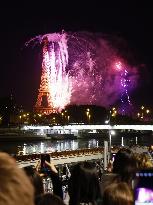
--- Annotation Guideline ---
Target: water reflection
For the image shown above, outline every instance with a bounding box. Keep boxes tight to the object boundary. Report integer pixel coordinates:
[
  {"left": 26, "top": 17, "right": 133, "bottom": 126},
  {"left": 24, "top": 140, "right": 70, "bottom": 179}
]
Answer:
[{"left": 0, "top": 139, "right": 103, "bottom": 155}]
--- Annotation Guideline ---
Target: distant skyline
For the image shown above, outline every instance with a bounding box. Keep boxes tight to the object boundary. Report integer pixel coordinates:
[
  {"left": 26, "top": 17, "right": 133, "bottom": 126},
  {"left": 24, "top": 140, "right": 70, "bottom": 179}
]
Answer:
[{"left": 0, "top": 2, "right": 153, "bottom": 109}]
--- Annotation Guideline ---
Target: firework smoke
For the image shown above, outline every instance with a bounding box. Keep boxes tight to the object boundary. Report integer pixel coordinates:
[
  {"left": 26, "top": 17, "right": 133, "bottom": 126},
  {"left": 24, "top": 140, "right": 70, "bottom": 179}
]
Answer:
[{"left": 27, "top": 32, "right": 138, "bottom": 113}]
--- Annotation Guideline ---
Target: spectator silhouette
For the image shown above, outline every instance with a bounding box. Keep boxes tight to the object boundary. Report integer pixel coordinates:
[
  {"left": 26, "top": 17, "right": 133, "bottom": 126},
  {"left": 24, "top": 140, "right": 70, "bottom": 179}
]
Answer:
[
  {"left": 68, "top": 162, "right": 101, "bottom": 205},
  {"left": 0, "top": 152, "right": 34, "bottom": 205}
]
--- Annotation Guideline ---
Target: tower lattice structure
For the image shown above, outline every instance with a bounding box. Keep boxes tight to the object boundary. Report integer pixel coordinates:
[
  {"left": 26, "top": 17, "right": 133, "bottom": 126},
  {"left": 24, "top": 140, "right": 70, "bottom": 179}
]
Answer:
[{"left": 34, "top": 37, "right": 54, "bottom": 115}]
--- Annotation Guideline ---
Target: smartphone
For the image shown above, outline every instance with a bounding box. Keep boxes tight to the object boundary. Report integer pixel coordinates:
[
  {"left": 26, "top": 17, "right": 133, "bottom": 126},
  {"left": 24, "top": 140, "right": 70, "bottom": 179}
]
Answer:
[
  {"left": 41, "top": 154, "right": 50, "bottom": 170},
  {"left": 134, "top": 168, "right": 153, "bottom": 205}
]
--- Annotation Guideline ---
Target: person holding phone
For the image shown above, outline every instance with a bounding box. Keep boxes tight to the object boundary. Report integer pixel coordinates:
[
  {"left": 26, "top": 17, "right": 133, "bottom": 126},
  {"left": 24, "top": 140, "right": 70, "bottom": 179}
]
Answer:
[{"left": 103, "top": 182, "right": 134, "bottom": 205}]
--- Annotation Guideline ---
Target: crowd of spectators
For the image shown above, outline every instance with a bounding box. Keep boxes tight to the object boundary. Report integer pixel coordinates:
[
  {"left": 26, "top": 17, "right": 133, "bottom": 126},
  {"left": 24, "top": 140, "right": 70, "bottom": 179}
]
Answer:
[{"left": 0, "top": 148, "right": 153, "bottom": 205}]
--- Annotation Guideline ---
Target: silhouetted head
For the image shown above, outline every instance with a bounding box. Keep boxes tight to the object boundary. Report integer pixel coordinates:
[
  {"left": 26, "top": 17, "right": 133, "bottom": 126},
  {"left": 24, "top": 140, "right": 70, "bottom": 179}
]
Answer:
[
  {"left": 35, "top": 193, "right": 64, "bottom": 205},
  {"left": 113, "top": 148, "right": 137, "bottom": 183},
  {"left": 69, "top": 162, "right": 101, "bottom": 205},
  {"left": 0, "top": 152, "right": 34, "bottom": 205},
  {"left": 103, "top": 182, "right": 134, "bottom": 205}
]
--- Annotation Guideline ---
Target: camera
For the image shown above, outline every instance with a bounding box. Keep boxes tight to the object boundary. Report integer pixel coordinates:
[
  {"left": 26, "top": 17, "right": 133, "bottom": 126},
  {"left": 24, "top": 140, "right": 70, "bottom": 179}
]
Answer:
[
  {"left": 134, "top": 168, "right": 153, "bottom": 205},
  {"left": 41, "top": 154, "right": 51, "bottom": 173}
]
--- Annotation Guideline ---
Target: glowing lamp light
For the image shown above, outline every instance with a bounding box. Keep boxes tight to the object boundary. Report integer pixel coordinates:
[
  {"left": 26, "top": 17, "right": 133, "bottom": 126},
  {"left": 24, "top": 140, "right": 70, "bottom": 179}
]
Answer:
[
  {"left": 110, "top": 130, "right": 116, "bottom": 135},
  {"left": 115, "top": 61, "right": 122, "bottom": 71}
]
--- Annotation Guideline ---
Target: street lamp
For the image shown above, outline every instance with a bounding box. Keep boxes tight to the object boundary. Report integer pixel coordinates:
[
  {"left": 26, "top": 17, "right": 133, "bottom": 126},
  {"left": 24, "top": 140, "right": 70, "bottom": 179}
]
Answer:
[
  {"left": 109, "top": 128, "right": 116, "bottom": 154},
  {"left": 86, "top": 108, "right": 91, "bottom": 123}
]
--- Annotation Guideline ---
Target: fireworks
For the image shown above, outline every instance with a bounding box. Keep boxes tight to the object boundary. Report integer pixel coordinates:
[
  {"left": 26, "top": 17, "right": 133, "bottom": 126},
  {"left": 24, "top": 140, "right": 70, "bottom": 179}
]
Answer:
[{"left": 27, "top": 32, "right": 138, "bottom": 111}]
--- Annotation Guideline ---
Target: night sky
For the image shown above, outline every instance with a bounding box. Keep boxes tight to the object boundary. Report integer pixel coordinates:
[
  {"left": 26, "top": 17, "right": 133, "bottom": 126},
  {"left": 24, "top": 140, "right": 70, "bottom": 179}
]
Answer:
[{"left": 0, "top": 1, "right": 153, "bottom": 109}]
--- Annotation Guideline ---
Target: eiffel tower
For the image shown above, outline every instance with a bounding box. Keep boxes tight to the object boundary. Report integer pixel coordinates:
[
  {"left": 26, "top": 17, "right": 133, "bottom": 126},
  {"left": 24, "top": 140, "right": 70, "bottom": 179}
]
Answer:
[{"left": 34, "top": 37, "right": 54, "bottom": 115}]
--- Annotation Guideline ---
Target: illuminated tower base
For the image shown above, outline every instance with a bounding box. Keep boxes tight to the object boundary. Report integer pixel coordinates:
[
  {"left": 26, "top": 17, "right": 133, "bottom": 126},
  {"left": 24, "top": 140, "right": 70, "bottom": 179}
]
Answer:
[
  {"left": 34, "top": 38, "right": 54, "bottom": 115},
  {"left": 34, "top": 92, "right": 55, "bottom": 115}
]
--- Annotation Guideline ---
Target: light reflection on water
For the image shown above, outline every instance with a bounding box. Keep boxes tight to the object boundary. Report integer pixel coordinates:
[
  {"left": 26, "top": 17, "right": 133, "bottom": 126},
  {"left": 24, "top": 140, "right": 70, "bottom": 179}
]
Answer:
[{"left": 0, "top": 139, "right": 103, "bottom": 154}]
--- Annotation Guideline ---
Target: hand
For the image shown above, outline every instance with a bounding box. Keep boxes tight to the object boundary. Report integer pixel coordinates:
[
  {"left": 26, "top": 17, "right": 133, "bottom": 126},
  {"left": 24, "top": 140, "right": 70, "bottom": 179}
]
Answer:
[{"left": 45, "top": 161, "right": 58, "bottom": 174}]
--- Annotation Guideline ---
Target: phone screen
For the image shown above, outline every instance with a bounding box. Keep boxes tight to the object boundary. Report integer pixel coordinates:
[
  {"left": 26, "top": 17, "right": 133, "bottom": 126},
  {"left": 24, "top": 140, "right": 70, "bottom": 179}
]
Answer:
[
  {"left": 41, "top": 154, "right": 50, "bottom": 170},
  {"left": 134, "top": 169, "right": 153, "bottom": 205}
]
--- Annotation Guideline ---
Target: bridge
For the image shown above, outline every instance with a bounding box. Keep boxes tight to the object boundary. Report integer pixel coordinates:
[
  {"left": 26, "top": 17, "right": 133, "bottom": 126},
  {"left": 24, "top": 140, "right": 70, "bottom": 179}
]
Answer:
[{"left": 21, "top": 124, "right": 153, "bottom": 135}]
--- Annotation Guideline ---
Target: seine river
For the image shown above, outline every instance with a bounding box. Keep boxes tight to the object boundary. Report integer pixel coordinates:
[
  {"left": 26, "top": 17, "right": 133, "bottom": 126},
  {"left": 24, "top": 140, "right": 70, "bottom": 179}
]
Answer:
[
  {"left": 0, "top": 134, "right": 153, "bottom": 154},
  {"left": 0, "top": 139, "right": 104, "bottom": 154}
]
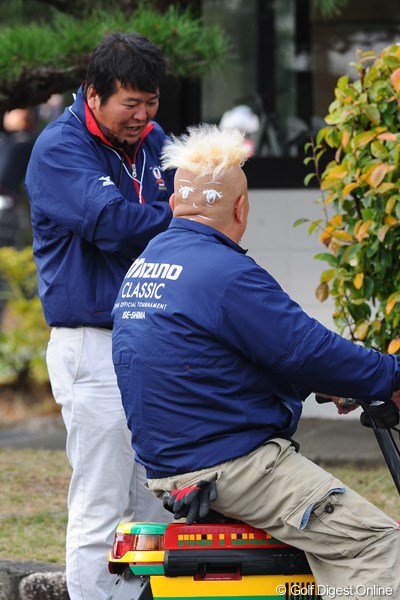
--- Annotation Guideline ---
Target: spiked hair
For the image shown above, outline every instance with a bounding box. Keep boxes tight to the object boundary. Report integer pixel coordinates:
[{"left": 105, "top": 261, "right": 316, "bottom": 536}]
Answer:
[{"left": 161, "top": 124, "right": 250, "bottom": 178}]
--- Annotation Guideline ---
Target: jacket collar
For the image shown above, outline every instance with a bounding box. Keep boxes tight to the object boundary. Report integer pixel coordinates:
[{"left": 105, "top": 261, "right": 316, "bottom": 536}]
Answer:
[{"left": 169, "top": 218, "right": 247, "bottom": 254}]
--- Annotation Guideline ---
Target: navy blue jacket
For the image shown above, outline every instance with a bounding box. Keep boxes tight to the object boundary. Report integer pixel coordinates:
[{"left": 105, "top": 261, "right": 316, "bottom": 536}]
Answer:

--------------------------------

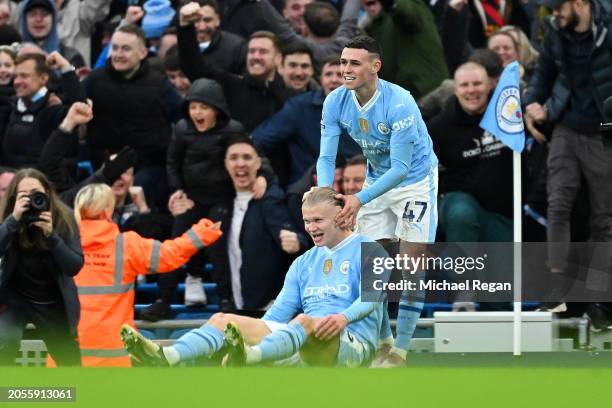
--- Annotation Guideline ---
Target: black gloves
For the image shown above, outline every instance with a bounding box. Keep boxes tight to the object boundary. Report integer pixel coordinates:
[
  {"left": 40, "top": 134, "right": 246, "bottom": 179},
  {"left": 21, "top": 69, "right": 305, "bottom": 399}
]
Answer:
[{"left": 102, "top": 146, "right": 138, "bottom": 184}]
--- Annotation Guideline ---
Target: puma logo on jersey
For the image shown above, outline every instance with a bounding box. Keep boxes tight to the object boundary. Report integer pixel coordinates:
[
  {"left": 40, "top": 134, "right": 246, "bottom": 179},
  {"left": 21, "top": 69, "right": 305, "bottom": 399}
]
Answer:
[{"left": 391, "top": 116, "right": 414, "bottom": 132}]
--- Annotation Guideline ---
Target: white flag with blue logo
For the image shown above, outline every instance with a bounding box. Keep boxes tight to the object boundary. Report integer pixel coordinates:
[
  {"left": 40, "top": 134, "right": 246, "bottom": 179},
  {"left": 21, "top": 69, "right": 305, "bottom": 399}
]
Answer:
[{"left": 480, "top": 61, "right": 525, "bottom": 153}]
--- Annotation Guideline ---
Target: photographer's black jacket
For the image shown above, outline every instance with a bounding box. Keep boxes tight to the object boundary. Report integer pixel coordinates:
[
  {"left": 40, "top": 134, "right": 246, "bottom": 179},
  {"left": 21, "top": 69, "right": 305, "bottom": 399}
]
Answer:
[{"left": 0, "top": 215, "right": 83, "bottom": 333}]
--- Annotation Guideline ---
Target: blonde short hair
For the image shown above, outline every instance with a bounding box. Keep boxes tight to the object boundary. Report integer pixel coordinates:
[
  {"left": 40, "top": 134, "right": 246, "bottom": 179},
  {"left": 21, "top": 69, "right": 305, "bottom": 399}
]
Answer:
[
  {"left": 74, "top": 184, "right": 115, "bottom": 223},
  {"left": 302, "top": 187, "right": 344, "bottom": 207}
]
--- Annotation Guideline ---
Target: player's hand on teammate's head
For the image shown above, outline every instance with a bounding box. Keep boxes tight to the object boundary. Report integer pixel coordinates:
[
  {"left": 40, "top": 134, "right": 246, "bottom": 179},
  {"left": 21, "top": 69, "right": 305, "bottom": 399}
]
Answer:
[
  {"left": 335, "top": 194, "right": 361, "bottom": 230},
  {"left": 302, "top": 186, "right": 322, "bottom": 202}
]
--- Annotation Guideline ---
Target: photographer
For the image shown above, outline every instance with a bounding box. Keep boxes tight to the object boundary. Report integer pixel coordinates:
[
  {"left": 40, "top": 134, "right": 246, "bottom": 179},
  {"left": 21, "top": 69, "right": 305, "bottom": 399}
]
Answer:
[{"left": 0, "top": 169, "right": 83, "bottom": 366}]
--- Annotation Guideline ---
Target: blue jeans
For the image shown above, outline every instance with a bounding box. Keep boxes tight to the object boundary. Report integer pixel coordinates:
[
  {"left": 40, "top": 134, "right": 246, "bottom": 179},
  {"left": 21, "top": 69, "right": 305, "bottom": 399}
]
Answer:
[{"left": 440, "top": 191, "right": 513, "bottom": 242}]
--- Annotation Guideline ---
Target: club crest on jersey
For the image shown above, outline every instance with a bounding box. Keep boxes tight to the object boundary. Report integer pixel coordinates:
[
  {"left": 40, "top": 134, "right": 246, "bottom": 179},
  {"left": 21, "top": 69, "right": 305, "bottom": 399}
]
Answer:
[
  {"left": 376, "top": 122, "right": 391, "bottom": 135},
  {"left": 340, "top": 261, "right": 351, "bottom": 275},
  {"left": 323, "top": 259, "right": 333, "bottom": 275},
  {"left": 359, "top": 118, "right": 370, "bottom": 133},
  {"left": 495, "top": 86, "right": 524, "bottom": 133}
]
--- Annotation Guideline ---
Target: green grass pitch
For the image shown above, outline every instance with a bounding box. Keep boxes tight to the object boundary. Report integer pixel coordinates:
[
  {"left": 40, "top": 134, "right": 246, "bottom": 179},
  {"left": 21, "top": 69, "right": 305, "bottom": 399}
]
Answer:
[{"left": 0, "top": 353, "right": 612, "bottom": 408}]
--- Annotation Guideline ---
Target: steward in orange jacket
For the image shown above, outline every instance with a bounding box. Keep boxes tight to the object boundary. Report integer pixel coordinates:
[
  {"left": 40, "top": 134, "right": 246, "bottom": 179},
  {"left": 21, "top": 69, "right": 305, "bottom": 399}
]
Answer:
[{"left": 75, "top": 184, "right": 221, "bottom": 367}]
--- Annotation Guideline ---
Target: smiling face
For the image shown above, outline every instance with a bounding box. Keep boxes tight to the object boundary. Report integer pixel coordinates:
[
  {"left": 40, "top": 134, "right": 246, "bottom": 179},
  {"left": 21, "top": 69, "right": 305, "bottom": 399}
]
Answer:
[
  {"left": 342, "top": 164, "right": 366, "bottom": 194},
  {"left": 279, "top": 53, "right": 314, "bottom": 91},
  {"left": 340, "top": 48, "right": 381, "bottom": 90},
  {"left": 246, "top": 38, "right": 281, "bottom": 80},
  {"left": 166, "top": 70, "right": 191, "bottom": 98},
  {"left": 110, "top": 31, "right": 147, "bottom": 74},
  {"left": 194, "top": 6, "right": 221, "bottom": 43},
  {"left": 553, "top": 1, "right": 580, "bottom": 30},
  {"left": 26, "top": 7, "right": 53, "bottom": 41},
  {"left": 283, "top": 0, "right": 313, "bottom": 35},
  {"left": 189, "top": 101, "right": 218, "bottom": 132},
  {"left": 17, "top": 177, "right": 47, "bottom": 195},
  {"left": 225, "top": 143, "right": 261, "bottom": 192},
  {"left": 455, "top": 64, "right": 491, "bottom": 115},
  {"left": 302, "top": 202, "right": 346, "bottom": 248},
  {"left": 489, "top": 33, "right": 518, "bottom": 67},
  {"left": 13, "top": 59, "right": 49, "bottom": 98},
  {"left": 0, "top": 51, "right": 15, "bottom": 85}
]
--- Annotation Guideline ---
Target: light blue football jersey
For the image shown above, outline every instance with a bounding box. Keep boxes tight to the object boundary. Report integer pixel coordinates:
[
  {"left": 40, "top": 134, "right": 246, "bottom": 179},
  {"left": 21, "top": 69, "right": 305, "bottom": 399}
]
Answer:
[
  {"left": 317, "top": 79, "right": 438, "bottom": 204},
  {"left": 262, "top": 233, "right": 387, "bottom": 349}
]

--------------------------------

Work instructions => Return each line of the records above that contains the string "light". Case counts.

Complete response =>
Target: glowing lamp light
Target: light reflection on water
Target: light blue football jersey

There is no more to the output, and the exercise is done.